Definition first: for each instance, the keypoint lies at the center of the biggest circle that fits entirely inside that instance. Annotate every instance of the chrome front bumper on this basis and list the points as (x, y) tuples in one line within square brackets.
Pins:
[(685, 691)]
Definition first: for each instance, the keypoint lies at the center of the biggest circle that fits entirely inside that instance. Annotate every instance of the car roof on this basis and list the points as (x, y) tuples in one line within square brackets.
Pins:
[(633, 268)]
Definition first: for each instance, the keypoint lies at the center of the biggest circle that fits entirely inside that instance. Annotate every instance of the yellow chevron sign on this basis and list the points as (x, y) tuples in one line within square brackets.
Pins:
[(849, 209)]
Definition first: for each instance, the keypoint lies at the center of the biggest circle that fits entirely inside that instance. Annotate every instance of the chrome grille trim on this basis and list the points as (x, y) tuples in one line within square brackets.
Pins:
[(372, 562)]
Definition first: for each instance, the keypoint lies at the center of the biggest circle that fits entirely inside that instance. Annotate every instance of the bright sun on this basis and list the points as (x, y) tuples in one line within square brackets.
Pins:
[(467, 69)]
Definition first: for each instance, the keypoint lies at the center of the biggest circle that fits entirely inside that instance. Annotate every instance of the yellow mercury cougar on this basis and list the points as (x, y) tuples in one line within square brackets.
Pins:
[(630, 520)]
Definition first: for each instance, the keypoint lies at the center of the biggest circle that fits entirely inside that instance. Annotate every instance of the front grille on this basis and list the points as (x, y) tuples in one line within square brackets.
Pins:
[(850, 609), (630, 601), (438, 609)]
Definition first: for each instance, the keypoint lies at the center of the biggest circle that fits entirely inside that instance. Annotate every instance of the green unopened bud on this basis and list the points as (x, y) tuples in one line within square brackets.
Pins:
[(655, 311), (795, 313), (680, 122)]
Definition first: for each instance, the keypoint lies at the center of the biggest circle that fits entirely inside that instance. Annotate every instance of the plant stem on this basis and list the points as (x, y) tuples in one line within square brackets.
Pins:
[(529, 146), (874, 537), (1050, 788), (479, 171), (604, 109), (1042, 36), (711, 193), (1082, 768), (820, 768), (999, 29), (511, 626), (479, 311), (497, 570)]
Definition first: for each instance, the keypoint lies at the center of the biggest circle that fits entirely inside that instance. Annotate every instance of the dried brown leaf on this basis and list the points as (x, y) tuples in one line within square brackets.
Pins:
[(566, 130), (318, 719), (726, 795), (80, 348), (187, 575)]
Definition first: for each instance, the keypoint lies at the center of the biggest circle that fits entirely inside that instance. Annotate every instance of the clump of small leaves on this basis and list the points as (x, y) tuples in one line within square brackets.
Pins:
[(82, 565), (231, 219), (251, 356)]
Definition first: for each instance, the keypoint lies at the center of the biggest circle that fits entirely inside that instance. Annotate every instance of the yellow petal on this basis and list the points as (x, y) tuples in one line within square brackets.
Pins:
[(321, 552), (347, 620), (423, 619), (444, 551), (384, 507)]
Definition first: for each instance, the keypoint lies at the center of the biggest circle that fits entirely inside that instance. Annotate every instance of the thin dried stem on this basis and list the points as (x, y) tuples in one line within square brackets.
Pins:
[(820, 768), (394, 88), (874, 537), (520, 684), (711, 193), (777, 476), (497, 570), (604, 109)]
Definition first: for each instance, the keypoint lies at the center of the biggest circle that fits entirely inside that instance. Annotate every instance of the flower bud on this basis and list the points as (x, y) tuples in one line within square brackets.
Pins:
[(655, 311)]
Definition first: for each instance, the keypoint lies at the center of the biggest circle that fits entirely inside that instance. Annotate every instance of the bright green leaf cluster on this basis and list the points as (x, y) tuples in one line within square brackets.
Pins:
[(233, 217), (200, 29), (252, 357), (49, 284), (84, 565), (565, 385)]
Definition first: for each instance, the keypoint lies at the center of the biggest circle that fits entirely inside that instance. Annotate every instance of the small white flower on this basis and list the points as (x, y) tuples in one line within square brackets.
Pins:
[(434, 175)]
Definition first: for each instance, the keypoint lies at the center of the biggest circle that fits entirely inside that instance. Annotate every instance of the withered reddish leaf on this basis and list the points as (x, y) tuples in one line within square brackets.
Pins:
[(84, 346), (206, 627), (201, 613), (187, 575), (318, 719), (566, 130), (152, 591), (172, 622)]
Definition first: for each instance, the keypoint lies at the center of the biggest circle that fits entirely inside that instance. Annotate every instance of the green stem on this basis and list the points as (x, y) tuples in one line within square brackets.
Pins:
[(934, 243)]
■ ■ ■
** Aufgabenstellung **
Ordne bitte alle Daten oben als CSV mit den zwei Spalten „text“ und „antwort“ an, wobei jede Zeile einen Text samt zugehöriger Antwort enthält. Setze beide Felder in Anführungszeichen und ersetze darin jeden Zeilenumbruch durch ein Leerzeichen.

** Musterlösung **
text,antwort
"Definition first: for each instance, the keypoint lies at the center of the biggest circle that fits entirely inside that instance. Annotate every instance of the chrome front bumper on this basis and list the points as (x, y) tuples in one line within square brackets. Pins:","[(685, 691)]"
"Definition first: for each instance, the keypoint lies at the center of the biggest circle that fits entirely inside that instance. Annotate every instance of the car roof on this basis and list the points as (x, y) tuples in one line within square brackets. Pins:","[(633, 268)]"
"Definition first: for each instance, the keypoint lies at the center of the biggest circle that fits entirely inside that instance. Annotate every instance of the yellow chevron sign on this basis and list the points as (x, y) tuples in one line within square brackets. Pins:","[(849, 209)]"
"Definition first: for each instance, the keypoint lies at the center of the biggest circle that fits entirely inside that instance. Annotate every instance of the chrome grille trim on this basis and list the points as (x, y) tuples in one line within square brackets. Pins:","[(372, 562)]"
"Definition first: for each instance, the keypoint lies at the center of the biggest circle that fits entirely inside that instance. Annotate every instance of the bright sun on this basis and list the points as (x, y) tuples in one line within square brackets. Pins:","[(467, 69)]"
"Definition first: for each instance, the keypoint lies at the center of the biggest circle that fits entirely inside that instance. Annotate every instance of the yellow mercury cougar on this basis and list the points as (x, y) tuples in one line within square brackets. Pins:","[(630, 520)]"
"Definition first: for each instance, the keypoint lies at the center of the biggest circle that fits entirely inside that instance. Annotate every instance of the front grille on this basis and list the points as (x, y) tuples in one line within square brackets. Pins:","[(850, 609), (630, 601), (438, 609)]"
"Definition first: for each instance, the keypoint lies at the center of the biggest circle that fits entirely inside that instance. Annotate every instance of the green unopened bud on this basis and list the points as (x, y) tuples in one line within square brackets. Pins:","[(655, 311), (795, 313), (680, 122)]"
"Definition first: for each instance, the keypoint lies at the center of the biggest circle that fits entirely inside that instance. Annotate every instance of the plant stem on this basis and list the points as (x, y) tuples in one line within square brackets. Pins:","[(529, 146), (874, 537), (1050, 788), (479, 171), (604, 109), (1042, 36), (711, 193), (1082, 768), (820, 768), (999, 29), (511, 626), (479, 311), (497, 570)]"
"Definition first: for each instance, the keypoint lies at the center of the biggest circle that fits entirely inside that instance. Annotate every instance of the dried brown leaf on this basis and list the points as (x, y) tuples in one line within square brackets. Pins:","[(566, 130), (318, 719), (726, 795), (80, 348), (187, 575)]"
"Definition first: for each instance, the keypoint lies at the center of the biggest circle that fits entirely inside that instance. Annotate every instance of the clump of small leaves on this basis and list the points as (x, y) tuples in one line within square brackets. Pins:","[(82, 565), (231, 219), (251, 356)]"
"Definition first: for each instance, the keypoint lies at the center of the biggest circle that fits entirely inside that instance. Annotate every instance of the yellow petal on this basis and list the points as (x, y) tuples in one line within square brackets. Pins:","[(321, 552), (347, 620), (423, 619), (444, 551), (384, 507)]"
"Definition first: for each instance, the keypoint lies at the center of the biggest circle that fits entirely inside that instance. Annotate every instance of the thin dried stem on this basis and list the points as (x, y) tuples in one line within square brackets. Pins:","[(820, 768), (394, 88), (874, 537), (520, 684), (711, 193), (777, 476), (497, 570), (604, 109)]"
"Definition first: for each instance, the keypoint lies at the center of the biggest circle that fits entirely inside that instance. Annotate every instance of the flower bud on this basis and list the points as (x, y) tuples in one line within square brackets. Pins:","[(655, 311)]"
"Definition first: for each instance, the keypoint lies at the center of the biggest circle that fits entirely inside that instance. Annotate every instance of the bright green leaf cluster on this basis and list the points as (x, y) tuples in one line within square brackets. Pins:","[(233, 217), (200, 29), (252, 357), (49, 284), (84, 565), (565, 385)]"
"Definition first: for each instance, the keypoint lies at the center of the biggest circle that fits entirely inside that instance. Annotate every instance of the small white flower on this basis and list the points as (x, y) tuples in one line within square brackets. Pins:","[(434, 175)]"
"Definition first: for each instance, the keypoint lies at the center of the biggest circle that fits entirely inside that instance. Annotate every instance of the withered reddish leaf on this basis and list the points as (x, y) tuples in one line within square brackets. Pins:","[(84, 346), (206, 627), (201, 613), (187, 575), (318, 719), (566, 130), (152, 591), (172, 622)]"
"Definition first: for each instance, the keypoint lies at the center of the biggest circle that fits entirely inside that instance. Annotate every instance of the green stem on this basis and list the points as (x, y) tuples in one line within square brackets. Pins:","[(934, 243)]"